Page text.

===

NBC Nightly News with Tom Llamas still trails ABC’s World News Tonight in overall viewership. That’s not a secret. However, the gap in the Adults 25-54 demographic — the one advertisers actually care most about — has shrunk considerably. In the first quarter of 2025, NBC posted its closest margin to ABC in that demo in 25 quarters. You’d have to go all the way back to the final three months of 2019 to find a comparable showing. That’s not a fluke. It’s a trend.

The numbers back it up further. NBC averaged more than a million viewers in the 25-54 demo during Q1. That’s nearly double what CBS drew in the same category. And it puts Llamas right on ABC’s heels. For a newscast that was supposedly vulnerable after its anchor transition, that’s a remarkable position to be in.

Now, some will argue that total viewers are the only number that matters. There’s merit to that argument — overall ratings remain the broadest measure of a broadcast’s reach. It’s the way we judge every show, right, wrong, or indifferent.

But advertisers don’t just buy eyeballs. They buy the right eyeballs. Adults 25-54 represents prime spending years, and brands pay a premium to reach them. NBC News coming close to winning that demographic is enormously valuable. It’s the prize many advertisers are actually chasing.

There’s also a bigger strategic picture here that’s easy to miss. Each evening newscast isn’t just competing for nightly ratings — it’s functioning as a gateway drug for its parent network’s entire ecosystem. NBC wants you watching Tom Llamas at 6:30. Then maybe you stick around for primetime. Then The Tonight Show keeps you up a little later, which means your TV’s already tuned to NBC when you wake up. So you catch the Today show over your morning coffee. One touchpoint leads to the next. Before long, you’re a loyal NBC viewer across the board — and maybe even a Peacock subscriber or a regular on the NBC News NOW streaming channel.

===

Record excerpts.

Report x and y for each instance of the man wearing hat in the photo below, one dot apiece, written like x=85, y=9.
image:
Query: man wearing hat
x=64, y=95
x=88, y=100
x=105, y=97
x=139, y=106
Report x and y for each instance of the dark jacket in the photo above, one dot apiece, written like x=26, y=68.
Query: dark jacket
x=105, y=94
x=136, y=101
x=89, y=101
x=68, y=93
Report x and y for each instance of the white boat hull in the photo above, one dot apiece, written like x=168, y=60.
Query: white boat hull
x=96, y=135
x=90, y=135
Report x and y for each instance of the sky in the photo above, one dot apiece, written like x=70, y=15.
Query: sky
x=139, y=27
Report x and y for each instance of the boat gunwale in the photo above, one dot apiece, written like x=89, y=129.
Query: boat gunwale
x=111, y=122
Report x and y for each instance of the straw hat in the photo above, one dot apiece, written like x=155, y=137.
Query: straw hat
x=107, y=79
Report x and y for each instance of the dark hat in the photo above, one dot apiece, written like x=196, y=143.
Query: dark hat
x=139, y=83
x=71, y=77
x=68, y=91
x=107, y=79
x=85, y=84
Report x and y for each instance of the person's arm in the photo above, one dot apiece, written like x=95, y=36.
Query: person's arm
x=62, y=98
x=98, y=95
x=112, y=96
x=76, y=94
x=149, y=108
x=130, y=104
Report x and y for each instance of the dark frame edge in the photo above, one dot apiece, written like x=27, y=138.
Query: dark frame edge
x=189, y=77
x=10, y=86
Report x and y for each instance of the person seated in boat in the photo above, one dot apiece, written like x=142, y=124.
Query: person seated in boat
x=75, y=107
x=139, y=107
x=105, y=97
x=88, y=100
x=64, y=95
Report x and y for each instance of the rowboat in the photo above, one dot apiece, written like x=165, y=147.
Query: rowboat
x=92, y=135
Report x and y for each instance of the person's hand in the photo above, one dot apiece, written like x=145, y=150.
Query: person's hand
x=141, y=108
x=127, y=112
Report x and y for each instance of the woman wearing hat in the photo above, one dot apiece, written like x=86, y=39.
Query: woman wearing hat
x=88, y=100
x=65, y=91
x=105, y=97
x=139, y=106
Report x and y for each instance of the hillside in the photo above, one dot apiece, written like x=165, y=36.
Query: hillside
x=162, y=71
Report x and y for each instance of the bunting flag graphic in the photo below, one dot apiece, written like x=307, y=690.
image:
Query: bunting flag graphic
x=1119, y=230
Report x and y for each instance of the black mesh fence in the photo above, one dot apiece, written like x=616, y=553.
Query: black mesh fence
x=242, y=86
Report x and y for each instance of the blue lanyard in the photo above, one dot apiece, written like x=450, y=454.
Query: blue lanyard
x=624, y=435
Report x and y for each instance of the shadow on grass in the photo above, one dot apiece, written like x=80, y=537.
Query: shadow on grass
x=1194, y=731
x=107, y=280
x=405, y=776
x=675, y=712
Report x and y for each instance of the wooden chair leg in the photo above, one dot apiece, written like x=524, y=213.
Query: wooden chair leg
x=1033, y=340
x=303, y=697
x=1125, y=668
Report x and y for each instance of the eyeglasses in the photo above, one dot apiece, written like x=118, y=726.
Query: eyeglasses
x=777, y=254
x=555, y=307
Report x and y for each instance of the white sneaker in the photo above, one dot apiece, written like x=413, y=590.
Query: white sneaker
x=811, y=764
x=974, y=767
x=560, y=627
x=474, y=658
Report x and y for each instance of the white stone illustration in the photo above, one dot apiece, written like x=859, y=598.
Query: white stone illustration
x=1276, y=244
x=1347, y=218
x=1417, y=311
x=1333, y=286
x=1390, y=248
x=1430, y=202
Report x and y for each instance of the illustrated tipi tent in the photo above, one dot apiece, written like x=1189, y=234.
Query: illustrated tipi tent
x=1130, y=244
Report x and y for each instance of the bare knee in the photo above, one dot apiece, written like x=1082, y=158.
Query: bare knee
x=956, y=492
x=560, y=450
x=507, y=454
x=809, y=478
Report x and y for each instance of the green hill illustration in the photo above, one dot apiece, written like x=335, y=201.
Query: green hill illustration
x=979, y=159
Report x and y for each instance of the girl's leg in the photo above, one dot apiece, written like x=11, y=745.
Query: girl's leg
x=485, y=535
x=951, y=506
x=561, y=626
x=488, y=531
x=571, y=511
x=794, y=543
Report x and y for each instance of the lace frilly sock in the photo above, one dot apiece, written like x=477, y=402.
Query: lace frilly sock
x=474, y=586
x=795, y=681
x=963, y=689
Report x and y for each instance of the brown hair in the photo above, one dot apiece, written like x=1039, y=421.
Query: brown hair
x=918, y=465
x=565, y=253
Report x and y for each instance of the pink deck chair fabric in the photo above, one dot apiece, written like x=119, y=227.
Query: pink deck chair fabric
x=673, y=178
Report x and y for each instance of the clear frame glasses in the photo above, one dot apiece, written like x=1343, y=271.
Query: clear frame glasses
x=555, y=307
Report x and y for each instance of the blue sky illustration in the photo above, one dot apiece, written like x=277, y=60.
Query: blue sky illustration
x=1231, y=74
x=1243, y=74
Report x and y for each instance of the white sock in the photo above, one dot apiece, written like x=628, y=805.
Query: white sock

===

Instructions.
- A) In the passage on NBC Nightly News ratings, how did NBC's average viewership in the Adults 25-54 demographic during the first quarter of 2025 compare with CBS's?
- B) Go on with the passage on NBC Nightly News ratings, picking up after its final sentence.

Answers to each task.
- A) NBC averaged more than a million viewers in that demo, nearly double what CBS drew.

- B)
That’s not an accident. It’s a now-tried-and-true strategy. I’ve been a long opponent of the term “ecosystem” being so prevalently used in our business. It sounds ridiculous, in my view. But, the more I think about it, the more it’s true. Especially in today’s TV realm. There are now legitimate ecosystems in television. And the nightly newscast is the foundation. If that foundation is cracking, everything built on top of it wobbles. But if it’s holding firm — if it’s actually gaining ground — then the whole structure benefits.

Llamas has done more than hold the fort following Holt’s departure. He’s rebuilt some credibility in a category the network hadn’t owned in years. The overall ratings race with ABC isn’t even close to over — and it may not be for a while. And I wouldn’t expect NBC Nightly News to overtake David Muir and ABC News’ World News Tonight in the overall ratings anytime soon.

But NBC’s closing argument in the demo battle is getting harder to dismiss. The quiet story of this ratings season isn’t what’s happening at CBS. It’s what’s happening at 30 Rockefeller Plaza every weeknight at 6:30.

Don’t sleep on it.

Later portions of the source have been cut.